### Задание:
Объясните, опираясь на отрывок о еврейском письме, почему квадратное письмо дошло до настоящего времени без значительных изменений.

### Отрывок со страницы:

····················

С этим нельзя не согласиться. Трудно, в самом деле, представить, чтобы новый способ начертания письмен мог внезапно заменить собой прежний общеизвестный и притом в книгах, которые должны были находиться в постоянном употреблении. Такая замена могла совершиться не иначе, как постепенно, в течение довольно значительного периода времени. Но каков именно был этот период, мы не знаем, по недостатку положительных данных. Известно лишь, что в конце IV в. до Р. X. самаряне приняли от евреев вместе с Пятикнижием и древнееврейский способ начертания письмен, который, следовательно, был тогда между евреями уже в употреблении. Известно также, что этот способ начертания употреблялся и в период маккавейский на монетах и, следовательно, в тот период не был чужд народу12.

Таблица древнейших письменных знаков

Во всяком, впрочем, случае, несомненно, что во времена Христа Спасителя переход древнееврейского шрифта в квадратный уже совершился. Подтверждением этого могут служить следующие слова Спасителя: ни одна йота или ни одна черта не прейдёт из закона, пока не исполнится всё (Мф. 5:18). Здесь йот назван малейшей буквой алфавита, какой он и является, именно в квадратном письме; здесь упоминается о чёрточках или: небольших рожках, которые начертываются на верхних оконечностях некоторых букв квадратного шрифта. Шрифт этот во времена Оригена рассматривался уже как нечто древнее и приписывался Ездре; следовательно, был тогда вполне и уже издавна завершённым. Описания же некоторых отдельных мест, какие дают нам Иероним и Талмуд, совершенно соответствуют тем формам, которые эти литеры имеют и в современных еврейских рукописях. На основании приведённых фактов мы вправе заключить, что письмена священного ветхозаветного текста окончательно отлились в формы квадратного шрифта в начале христианской эры. Так действительно и должно было быть, ибо мы знаем, что вскоре по разрушению Иерусалима, между иудеями развилась мелочная мертвенная обрядность, привязанность к букве писаний в собственном смысле; а это, конечно, должно было неминуемо положить предел дальнейшему развитию квадратного письма. Знаем, далее, что Талмуд, который начал слагаться с того времени, старался возводить на степень закона то, что ранее было лишь обычаем, вследствие чего и составил, между прочим, подробным правила относительно каллиграфии и сделал их для всех евреев обязательными13. В силу этих-то обязательных правил квадратное письмо, каким было в те отдалённые времена, таким осталось и до настоящего времени, притом повсюду, где только живёт еврейское племя. И потому, как бы мы тщательно ни сличали еврейские рукописи различных времён и стран, мы не найдём в них значительных разностей, что нисколько не удивительно при изумительной подробности каллиграфических правил Талмуда14.

····················

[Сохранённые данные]
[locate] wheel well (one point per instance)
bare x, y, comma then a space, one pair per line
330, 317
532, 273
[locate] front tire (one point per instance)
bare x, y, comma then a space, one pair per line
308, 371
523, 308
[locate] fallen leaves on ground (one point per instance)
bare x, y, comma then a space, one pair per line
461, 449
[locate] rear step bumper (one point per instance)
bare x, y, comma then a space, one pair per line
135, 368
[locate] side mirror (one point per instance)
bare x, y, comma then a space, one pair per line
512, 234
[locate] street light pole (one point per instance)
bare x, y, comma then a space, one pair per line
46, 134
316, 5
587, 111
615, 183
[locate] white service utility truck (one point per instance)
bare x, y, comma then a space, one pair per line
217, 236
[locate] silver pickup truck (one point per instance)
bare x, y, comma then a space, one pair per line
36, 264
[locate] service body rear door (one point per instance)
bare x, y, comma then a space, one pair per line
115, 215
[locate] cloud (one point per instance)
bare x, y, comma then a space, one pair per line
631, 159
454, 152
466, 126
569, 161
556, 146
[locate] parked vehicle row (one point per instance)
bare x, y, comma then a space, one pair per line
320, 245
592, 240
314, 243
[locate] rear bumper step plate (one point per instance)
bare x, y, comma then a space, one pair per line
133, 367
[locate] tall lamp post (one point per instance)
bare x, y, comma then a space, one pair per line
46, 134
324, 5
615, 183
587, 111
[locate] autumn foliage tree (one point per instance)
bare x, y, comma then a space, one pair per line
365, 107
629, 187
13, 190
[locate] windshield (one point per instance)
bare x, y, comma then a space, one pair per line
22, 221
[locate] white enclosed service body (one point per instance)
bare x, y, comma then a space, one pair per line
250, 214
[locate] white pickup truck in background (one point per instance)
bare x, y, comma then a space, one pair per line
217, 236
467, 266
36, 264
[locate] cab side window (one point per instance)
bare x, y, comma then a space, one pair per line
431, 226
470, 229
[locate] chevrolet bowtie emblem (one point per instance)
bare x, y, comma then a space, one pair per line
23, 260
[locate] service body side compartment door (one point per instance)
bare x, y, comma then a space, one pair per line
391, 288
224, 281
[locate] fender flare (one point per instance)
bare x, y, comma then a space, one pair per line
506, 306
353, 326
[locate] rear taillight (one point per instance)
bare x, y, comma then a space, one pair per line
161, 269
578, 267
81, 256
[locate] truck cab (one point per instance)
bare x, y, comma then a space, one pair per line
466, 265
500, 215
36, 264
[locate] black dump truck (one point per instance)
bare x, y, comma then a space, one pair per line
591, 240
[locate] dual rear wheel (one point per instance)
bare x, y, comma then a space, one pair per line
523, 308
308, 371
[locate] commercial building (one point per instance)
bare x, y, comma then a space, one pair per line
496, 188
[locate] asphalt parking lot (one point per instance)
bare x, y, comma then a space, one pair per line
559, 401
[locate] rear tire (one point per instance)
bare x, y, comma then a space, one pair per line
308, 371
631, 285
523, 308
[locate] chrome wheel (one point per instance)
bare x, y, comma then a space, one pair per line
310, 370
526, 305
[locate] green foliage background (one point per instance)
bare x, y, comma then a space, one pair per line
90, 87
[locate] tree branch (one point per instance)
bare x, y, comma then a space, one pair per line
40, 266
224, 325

····················

### Ответ к заданию:
Вскоре после разрушения Иерусалима среди иудеев развилась мелочная обрядность и привязанность к букве писаний, что положило предел дальнейшему развитию квадратного письма. Талмуд, начавший тогда слагаться, составил подробные правила каллиграфии и сделал их обязательными для всех евреев. В силу этих правил квадратное письмо повсюду осталось таким, каким было в те времена, поэтому в рукописях разных времён и стран нет значительных разностей.